_Brief_
Gather every line in the entries below that contains the word "this", and copy each of those lines out in full.

[Start]

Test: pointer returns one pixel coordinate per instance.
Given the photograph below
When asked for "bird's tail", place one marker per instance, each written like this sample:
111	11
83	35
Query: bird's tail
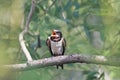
60	66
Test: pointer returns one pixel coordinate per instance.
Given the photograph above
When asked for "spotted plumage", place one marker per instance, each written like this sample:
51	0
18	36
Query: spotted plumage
56	44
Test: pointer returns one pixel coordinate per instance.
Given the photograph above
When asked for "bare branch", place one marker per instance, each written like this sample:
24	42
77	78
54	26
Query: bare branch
21	35
102	60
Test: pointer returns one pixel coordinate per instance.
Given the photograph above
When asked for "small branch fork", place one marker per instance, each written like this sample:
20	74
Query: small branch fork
88	59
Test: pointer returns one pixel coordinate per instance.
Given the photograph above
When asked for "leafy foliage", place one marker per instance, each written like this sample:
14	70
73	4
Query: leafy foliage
79	20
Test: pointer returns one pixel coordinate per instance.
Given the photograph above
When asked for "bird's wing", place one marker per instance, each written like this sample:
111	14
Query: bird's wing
64	45
49	45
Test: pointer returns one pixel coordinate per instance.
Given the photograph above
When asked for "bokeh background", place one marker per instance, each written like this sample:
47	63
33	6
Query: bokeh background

[End]

_Exercise solution_
When asked for "bird's tail", place one marker per instance, each written like this sample:
When asked for "spotted plumage", place one marker per instance, each written like this sample:
When asked for "bare branch", place one marker per instance, each written like this sample:
When asked for "small branch fork", place one marker per instance, each written like this sample:
When asked for "leafy foliage", place one marker per instance, each written like this sample:
When asked for "bird's wing", place one marker per instance, each written like this sample:
When asked for "bokeh background", place one marker per instance, each written like this sample:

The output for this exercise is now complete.